**Exercise directions:**
Your answer should be the records below, repeated exactly as they stand.

Stored items:
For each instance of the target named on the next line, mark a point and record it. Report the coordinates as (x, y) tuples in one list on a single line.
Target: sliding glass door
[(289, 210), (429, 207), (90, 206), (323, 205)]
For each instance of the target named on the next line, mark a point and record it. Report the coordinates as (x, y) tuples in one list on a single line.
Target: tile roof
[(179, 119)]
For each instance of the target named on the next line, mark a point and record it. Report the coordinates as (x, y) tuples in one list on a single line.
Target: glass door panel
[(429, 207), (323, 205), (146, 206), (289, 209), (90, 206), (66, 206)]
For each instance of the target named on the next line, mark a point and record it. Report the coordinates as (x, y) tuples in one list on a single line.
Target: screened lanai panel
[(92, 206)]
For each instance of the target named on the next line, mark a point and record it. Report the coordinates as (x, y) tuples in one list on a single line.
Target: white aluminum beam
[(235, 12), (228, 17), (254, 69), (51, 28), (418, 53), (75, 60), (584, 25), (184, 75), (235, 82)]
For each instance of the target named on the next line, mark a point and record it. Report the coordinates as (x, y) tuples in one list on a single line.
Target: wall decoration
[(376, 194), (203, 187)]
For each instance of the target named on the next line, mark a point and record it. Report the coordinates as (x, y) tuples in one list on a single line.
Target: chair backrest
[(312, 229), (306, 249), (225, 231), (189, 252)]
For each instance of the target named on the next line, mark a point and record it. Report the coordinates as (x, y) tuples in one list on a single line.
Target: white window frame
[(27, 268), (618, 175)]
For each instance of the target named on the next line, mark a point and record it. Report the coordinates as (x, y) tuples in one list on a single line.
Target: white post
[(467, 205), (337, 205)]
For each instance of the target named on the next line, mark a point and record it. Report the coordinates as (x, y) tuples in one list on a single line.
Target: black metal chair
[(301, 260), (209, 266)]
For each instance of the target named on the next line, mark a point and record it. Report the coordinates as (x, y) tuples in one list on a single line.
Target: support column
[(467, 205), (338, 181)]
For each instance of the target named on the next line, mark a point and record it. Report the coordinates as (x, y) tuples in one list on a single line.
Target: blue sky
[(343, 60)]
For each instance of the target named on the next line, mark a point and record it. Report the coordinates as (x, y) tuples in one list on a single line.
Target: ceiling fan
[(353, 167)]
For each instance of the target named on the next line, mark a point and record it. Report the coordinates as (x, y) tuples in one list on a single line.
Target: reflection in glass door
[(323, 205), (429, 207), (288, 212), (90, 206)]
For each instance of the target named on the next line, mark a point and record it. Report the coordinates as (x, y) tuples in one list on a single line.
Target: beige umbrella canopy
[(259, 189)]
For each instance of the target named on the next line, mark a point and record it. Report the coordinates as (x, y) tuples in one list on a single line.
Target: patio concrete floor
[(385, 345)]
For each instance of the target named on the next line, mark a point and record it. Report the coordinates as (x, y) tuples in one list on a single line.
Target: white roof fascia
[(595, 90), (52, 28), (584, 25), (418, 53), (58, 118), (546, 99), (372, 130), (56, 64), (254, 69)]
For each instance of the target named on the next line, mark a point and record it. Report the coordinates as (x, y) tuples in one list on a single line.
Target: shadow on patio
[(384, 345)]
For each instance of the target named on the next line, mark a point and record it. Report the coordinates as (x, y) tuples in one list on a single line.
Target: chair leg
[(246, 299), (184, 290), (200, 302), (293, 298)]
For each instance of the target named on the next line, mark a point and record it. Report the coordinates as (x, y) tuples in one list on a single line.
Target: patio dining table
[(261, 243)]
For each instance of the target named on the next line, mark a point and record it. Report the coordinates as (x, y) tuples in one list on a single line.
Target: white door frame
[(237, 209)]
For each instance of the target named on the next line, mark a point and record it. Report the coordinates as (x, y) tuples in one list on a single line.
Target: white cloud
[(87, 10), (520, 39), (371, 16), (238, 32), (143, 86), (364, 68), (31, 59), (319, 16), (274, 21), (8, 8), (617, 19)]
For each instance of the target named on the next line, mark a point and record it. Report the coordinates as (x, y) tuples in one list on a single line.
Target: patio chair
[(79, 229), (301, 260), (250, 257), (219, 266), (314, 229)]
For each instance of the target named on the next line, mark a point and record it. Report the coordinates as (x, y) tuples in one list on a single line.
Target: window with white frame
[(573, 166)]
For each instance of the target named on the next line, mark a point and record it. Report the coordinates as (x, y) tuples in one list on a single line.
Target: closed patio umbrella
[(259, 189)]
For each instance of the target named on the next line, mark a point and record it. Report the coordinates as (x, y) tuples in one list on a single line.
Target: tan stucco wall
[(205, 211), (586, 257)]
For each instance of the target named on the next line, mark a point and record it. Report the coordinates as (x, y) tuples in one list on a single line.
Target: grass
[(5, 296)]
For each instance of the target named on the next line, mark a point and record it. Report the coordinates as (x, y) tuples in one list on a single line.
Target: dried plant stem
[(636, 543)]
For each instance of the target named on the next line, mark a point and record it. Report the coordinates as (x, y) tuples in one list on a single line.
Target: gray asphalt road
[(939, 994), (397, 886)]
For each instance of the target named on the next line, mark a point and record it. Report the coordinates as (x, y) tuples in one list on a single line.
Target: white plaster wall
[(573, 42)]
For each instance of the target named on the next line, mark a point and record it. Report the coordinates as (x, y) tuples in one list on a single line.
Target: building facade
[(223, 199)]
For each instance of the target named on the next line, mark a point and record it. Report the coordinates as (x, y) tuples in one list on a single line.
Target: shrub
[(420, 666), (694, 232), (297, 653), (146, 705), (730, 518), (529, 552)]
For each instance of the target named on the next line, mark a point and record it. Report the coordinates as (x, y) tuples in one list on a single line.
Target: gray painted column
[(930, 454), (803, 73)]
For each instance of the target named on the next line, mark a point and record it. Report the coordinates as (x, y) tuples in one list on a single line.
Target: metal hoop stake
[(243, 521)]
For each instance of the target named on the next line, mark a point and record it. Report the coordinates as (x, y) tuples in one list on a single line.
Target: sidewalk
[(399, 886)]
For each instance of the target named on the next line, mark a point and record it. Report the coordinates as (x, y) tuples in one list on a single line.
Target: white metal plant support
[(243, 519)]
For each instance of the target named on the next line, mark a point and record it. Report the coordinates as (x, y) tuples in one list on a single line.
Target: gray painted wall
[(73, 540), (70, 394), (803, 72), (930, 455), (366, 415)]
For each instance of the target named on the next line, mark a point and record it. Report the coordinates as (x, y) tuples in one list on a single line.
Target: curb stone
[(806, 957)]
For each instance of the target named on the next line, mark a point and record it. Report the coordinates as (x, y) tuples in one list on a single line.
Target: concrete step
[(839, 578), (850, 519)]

**Solved problem:**
For each instance of the target named on the next line, mark a point and record it. Report the coordinates as (x, y) tuples in one list on a single line.
Target: sliding glass door
[(289, 210), (429, 207), (90, 206), (323, 205)]
For each instance of the target named on the next line, mark a point and record it. Report the coordinates as (x, y) tuples in one list on a single line.
Target: tile roof
[(179, 119)]
For each instance of the target named on the next line, mark a point and record it. Report the coordinates as (x, y) tuples in one list on a single line.
Target: glass door panel
[(429, 207), (323, 205), (146, 206), (289, 209), (90, 206), (66, 206)]
For each instance of the target named on the next line, mark a point and record it. Report the coordinates as (x, y) tuples in one list on a single line.
Target: screened lanai panel
[(92, 206)]
For each instance of the target named on the next line, mark a point and record it. Report the coordinates as (x, y) tuples in one list on a single line.
Target: white aluminum beam
[(235, 12), (228, 17), (254, 69), (51, 28), (418, 53), (75, 60), (584, 25), (184, 75), (235, 82)]
For each instance of the target named on the next line, mark a point and record it. Report the coordinates as (x, y) tuples in one list on a single line.
Target: wall decoration
[(376, 194), (203, 187)]
For each instance of the target named on the next line, mark a point and record it. Report the coordinates as (x, y) tuples in one list on a single line.
Target: chair backrest
[(312, 229), (306, 249), (225, 231), (189, 252)]
For each instance of the target named on the next line, mark a point and record it. Report the coordinates as (x, y) tuples in one list on a single line.
Target: white window frame
[(27, 268), (618, 175)]
For each instance of the target named on the next line, mark a point and record it. Report the coordinates as (x, y) tuples in one list on a single line.
Target: white post
[(467, 205), (337, 205)]
For each instance of the target named on the next line, mark a point and record it. Report the coordinates as (x, y) tuples in one list on a single line.
Target: black metal chair
[(301, 260), (209, 266)]
For each instance of the target named on the next line, mark a point and record it. Report the coordinates as (x, y) tuples in one list on a single line.
Target: support column
[(467, 205), (338, 181)]
For each instance of the target named on the next line, mark a point and record it. Report the coordinates as (x, y) tuples in one list on a single line.
Target: blue sky
[(343, 60)]
For each instance of the target named on the next line, mark a point and record it. Report the coordinates as (x, y) tuples in one list on a single line.
Target: ceiling fan
[(353, 167)]
For each instance of the target named on the next line, mark a point and record it. Report the coordinates as (x, y) tuples in one list on a single line.
Target: reflection in glass door
[(323, 205), (429, 207), (288, 212), (90, 206)]
For each instance of the target named on the next line, mark a point and record it. Report the coordinates as (x, y) tuples in one list on a single line.
Target: beige umbrella canopy
[(259, 189)]
For each instance of the target named on the next line, mark a point and record it. Report the coordinates as (x, y) tuples in one list on a single line.
Target: patio concrete floor
[(385, 345)]
For each instance of the target named on the next line, mark a point and record it. Report the coordinates as (x, y) tuples in one list on a single line.
Target: white roof fascia
[(595, 90), (52, 28), (584, 25), (418, 53), (58, 118), (546, 99), (372, 130), (56, 64), (254, 69)]
For each instance of the target named on the next line, mark a point and record it. Report the coordinates as (x, y) tuples in one list on a single line.
Target: shadow on patio
[(384, 345)]
For each instance of the target named on the next line, mark a point and record it. Report the coordinates as (x, y) tuples in one list on a single line.
Target: chair leg
[(246, 299), (184, 290), (200, 302), (293, 298)]
For each instance of the target named on the next line, mark a point and record it. Report the coordinates as (x, y) tuples in one list on a single line.
Target: patio dining table
[(261, 243)]
For each instance of the target named on the next line, mark a point and record it. Report the coordinates as (x, y) tuples in one list on a single line.
Target: white door frame
[(237, 209)]
For each instance of the target named on the next line, mark a point and record it. Report the coordinates as (x, y) tuples in one list on a single line.
Target: white cloud
[(87, 10), (520, 39), (371, 16), (238, 32), (143, 86), (364, 68), (31, 59), (319, 16), (274, 21), (8, 8), (617, 19)]
For each instance of the target named on the next line, mark a point and record it. Report the coordinates as (x, y) tuples in one list on a single line.
Target: patio chair
[(79, 229), (301, 260), (250, 257), (219, 266), (314, 229)]
For each instance of the target named on the next line, mark a point and record it. Report the coordinates as (x, y) tuples in one list on a single line.
Target: window with white frame
[(573, 166)]
For each instance of the target named on the next line, mark a point and record it. Report the coordinates as (x, y) tuples in one list on a single line.
Target: closed patio umbrella
[(259, 189)]
For each instance of the target named on the next line, mark a point and record it. Report the coordinates as (x, y) tuples in one list on a single line.
Target: tan stucco wall
[(205, 211), (586, 257)]
For each instance of the target named on the next line, mark a point and record it. Report the coordinates as (x, y) tuples in one list on a single line.
Target: grass
[(5, 296)]
For each instance of the target named on the next line, mark a point and record it. Report the coordinates as (x, y) tuples in one list on a single line.
Target: dried plant stem
[(636, 543)]
For each instance of the target named on the next line, mark a point and record it. Report the coordinates as (x, y) tuples in one list on a single line.
Target: gray asphalt road
[(939, 994), (397, 886)]
For each instance of the target named on the next line, mark a point and record it. Report the coordinates as (x, y) tuples in one list on a single line.
Target: white plaster wall
[(573, 42)]
For each instance of the target named on the next line, mark a point and record it. Report the coordinates as (x, y) tuples in one list on a single line.
Target: building facade
[(223, 199)]
For each instance of the target named on the next line, mark a point and record it. Report the coordinates as (x, y) tuples in one list on a single line.
Target: shrub
[(420, 666), (694, 232), (297, 653), (146, 705), (730, 518), (529, 552)]
For each instance of the target named on the next line, mark a point and record it. Report the coordinates as (x, y) tuples in one list on a single line.
Target: gray painted column
[(930, 454), (803, 73)]
For each instance of the target named on the next line, mark a point and record it. Report the coordinates as (x, y) tuples in one list on a single line.
Target: metal hoop stake
[(243, 521)]
For each instance of the target named on the next line, mark a point and record it. Report the coordinates as (x, y) tuples in one list on a single line.
Target: sidewalk
[(399, 886)]
For each instance of the target named on the next line, mark a point and record it. Report the coordinates as (x, y) tuples in one list on a single line.
Target: white metal plant support
[(243, 519)]
For each instance of the target named on the next line, mark a point and record it. Report the coordinates as (x, y) tuples in one list on a single line.
Target: gray painted wall
[(73, 540), (70, 394), (803, 72), (930, 455), (366, 415)]
For each instance of the target named on the next line, mark a point and record it. Report the coordinates as (x, y) tuples in one list on a single line.
Target: curb stone
[(806, 957)]
For each instance of the target named on the next line, mark a point and record it. Report the coordinates as (x, y) tuples in one list on a single line.
Target: concrete step
[(839, 578), (850, 519)]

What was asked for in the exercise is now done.